Ten years ago, the energy company in Bogot?, Colombia was a basket case with 23% distribution losses. After it was restructured and capitalized by the private sector, the resulting energy distribution company, CODENSA, started a new micro credit program called Codensa-hogar. In just ten years, Codensa-Hogar has provided over 600.000 micro-credits averaging USD 370 each, 35 percent of which were previously unbanked poor, Codensa Hogar and has over 180.000 clients with micro-insurance solutions, 12.000 of which are small shop owners. In just ten years, Codensa became on of the largest microfinance institutions in Colombia. This is scale.
The driver behinds this BoP success story is the fact that Codensa leveraged its client distribution platform (over 2.2 million homes), and “added” value to its basic proposition: energy. In addition, it overcame, in one stroke, the principal-agent challenge faced by microfinance institutions just by the fact that it had, in its bill payment histories, detailed individual credit histories for over 2 million customers.
Utilities such as Codensa (Eletropaulo in Brazil is a similar striking example) have leveraged their capillarity by building massive customer loyalty, transforming millions of lives way beyond what they believed was their core business. These utility platforms should be viewed as a multi-layered opportunity, and not only for the provision of financial services.
Not much prevents a BoP health services insurance providers, or education companies from tapping into platform such as these to reach scale. But the platform concept is not limited to utilities. Small businesses represent approximately 95 percent of enterprises in the region. Most need electricity and have a bill to pay, but all are served by complex logistics and distribution networks. These logistics networks also provide a very intriguing platform that could also be tapped in order to reaching that “last mile” customer. If she can buy a coke or a bar of soap in the most remote location, there is no reason why this network cannot be tapped in order to provide more value added for the BoP.
Jan Chipchase has provided amazing insight on how the BoP uses, adapts and transforms mobile phones almost like transformers which transfer energy from one circuit to another. This is what BoP platforms can do for the BoP scale quandary.

============

• _Work instruction A_:
Answer these questions using the text about Codensa's micro-credit program:
(i) What distribution losses did the energy company in Bogotá have ten years ago?
(ii) How many homes does Codensa's client distribution platform reach?
(iii) What share of enterprises in the region do small businesses represent?
• _Work instruction B_: Write the next part of the text about Codensa and platforms for reaching the BoP, picking up after its final sentence.

• _Study material_:
============

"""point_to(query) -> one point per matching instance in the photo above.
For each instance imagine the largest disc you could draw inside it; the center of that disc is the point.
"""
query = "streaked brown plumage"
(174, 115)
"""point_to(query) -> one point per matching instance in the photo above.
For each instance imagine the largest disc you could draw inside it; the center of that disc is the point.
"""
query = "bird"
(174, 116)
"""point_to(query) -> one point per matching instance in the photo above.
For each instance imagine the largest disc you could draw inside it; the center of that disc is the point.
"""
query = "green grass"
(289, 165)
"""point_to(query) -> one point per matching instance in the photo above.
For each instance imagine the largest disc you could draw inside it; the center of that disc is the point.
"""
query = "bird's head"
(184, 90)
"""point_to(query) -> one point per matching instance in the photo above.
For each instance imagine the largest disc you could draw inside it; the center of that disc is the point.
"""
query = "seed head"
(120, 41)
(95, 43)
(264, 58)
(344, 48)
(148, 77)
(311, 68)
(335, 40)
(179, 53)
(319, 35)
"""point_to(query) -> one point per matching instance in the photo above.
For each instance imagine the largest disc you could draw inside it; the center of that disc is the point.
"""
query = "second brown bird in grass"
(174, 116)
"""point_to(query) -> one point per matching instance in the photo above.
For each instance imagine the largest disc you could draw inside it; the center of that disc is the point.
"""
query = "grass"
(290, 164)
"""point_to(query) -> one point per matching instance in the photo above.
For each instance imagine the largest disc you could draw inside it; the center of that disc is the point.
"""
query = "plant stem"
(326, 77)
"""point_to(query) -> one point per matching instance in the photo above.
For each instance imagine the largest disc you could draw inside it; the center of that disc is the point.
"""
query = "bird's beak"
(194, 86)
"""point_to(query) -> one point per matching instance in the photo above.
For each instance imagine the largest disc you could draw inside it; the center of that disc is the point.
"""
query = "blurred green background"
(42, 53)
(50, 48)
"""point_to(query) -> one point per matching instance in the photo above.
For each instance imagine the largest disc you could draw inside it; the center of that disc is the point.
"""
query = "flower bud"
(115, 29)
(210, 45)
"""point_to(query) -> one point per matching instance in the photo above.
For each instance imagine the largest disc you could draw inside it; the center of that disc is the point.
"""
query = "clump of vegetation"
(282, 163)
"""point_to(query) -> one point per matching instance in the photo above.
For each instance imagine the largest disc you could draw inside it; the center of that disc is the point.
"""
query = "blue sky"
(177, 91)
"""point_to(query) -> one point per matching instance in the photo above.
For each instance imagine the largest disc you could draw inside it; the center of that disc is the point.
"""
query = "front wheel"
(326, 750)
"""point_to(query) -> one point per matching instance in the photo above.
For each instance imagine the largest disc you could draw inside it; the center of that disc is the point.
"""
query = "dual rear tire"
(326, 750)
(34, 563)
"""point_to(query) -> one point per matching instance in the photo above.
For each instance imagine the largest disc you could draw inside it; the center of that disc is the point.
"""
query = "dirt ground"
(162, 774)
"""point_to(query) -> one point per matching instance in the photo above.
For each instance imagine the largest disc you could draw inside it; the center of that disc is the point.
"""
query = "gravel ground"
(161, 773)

============

• _Exercise answer A_:
(i) 23%
(ii) Over 2.2 million
(iii) Approximately 95 percent

• _Exercise answer B_:
Latin America has gone from less than 10 million subscribers to mobile services in 2002, to over 300 million subscribers now. And it has done this by subverting the previous business model by introducing a prepaid, no contract, billable per second, rechargeable via web business model. This explosive growth cannot be explained only by the technology or the business model itself, but by how this device provides access to markets and information. And now this cell phone platform is starting to change the landscape in many other industries. It is becoming the platform of choice to reach the poor for the banking industry, for example. Now we can think of mobile banking as a means to financial inclusion, and to further lower the cost of remittances for migrants and their families.
When a huge multinational corporation such as Danone entered into the Bangladeshi market, it did so by forging a strategic alliance with the “Grameen ladies” network. Grameen-Danone is a joint venture that combines Danone’s deep technical capacities in providing nutritional products, with the community level distribution network and local trust originally developed by Grameen Bank. In this case, Danone, a massive multinational is tapping into Grameen’s distribution platform.
The concept of platforms, with their reach and capillarity, with their scale and ubiquity, is very much a greenfield in the BoP discussion, and combined with the sector approach suggested by Al Hammond can help crack the code to scale.